— Lista de tareas —
a – Transcribe del texto sobre el cine Fedora todo lo que va desde "Se dice que" hasta "años de edad.".
b – Según el texto sobre el cine Fedora, ¿en qué esquina se encontraba esa sala?
c – Prosigue el texto sobre el cine Fedora a partir de donde termina.

---- Texto

Lecturas
El cine Fedora se hallaba en la esquina de Belascoaín y San Miguel, en Centro Habana. No es precisamente su programación lo que hace interesante y digna de memoria a esta sala cinematográfica. Si ahora la evocamos es porque allí laboró durante un tiempo el gran pianista y compositor Ernesto Lecuona.
Se dice que después de la muerte de su padre, el músico se vio obligado a ganarse la vida tocando en este cine, donde además dirigía la orquesta y entre película y película acometía algún solo de piano. Lo más interesante del asunto es que esto ocurría cuando el artista apenas tenía 12 años de edad.
No solo en el Fedora tocó Lecuona. Lo hizo también en otras salas cinematográficas como Parisién, Norma, Turín Téstar… todas en La Habana. Era la época en que comenzaba a darse a conocer con pequeñas obras escénicas que estrenaba en el teatro Martí.
Pues bien, Hubert de Blanck, que había sido su profesor, empezó a preocuparse por aquellas ocupaciones de Lecuona. Pensaba, con razón, que desperdiciaba su talento. Tenía miedo de que el adolescente, dotado de condiciones extraordinarias para la música y que podía hacer una verdadera carrera pianística, se abaratara y malgastara en aquellos trajines. Hubert de Blanck habló con la madre de Lecuona. Le dijo que era necesario separarlo de aquellas actividades triviales. La madre comprendió la situación y, a costa de grandes sacrificios, aceptó la sugerencia del afamado compositor y pianista.
Dicen que muchos años después, ya en el apogeo de su fama, Lecuona recordaba emocionado aquella fe de su madre e insistía en afirmar que todo lo que era se lo debía a ella.
Lo contó el compositor Gilberto Valdés. Se presentaría un concierto con su música, e invitó a Rita Montaner para que interpretara alguna que otra pieza, pero ella se negó porque en el programa, que ya estaba hecho, había una figura que le molestaba. Le escribió una carta a Valdés en la que expresa su negativa. Trató el compositor de convencerla, pero ella se mantuvo en su no. De manera que no quedó otra alternativa que contratar a otra intérprete.

--------
---- Datos registrados

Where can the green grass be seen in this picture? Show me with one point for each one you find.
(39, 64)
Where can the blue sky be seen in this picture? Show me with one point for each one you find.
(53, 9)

--------

— Las respuestas —
a –
Se dice que después de la muerte de su padre, el músico se vio obligado a ganarse la vida tocando en este cine, donde además dirigía la orquesta y entre película y película acometía algún solo de piano. Lo más interesante del asunto es que esto ocurría cuando el artista apenas tenía 12 años de edad.

b – En la esquina de Belascoaín y San Miguel, en Centro Habana.

c –
Quiso Valdés que fuera Hortensia Coalla, pero la Coalla se hizo de rogar porque, pese a ser mulata, le molestaba la pronunciación que exigían ciertos pasajes de la música de Valdés. Decir, por ejemplo: «Lo negro están de fieta…» en lugar de Los negros, etc. La Coalla, recordaba Valdés, quería ser blanca, más blanca que nadie, tenía delirio de eso, pero se convenció y decidió participar en el concierto e interpretar Tambor.
Rita fue al concierto como espectadora. Llegó y se sentó en una butaca próxima al lugar que ocupaban Antonio Beruff Mendieta, alcalde de La Habana, y el musicólogo español Adolfo Salazar, que lo acompañaba. Y aquí viene lo interesante. Tocó el turno a Hortensia Coalla. Salió a escena y la orquesta, bajo la conducción de Gilberto Valdés, acometió los compases iniciales de Tambor. Dijo Rita desde su butaca: «Ahora verán ustedes cómo se canta eso». Se dio esta situación: Valdés con la orquesta por allá, Rita cantando desde el público y la Coalla en el escenario sin poder articular palabra.
Beruff Mendieta dijo a Rita: «Señora, si usted no se comporta, la mando a sacar de la sala». Rita respondió: «Mira, si te atreves, me quito el zapato y les entro a taconazos a ti, a ese —a Salazar— y a María Santísima».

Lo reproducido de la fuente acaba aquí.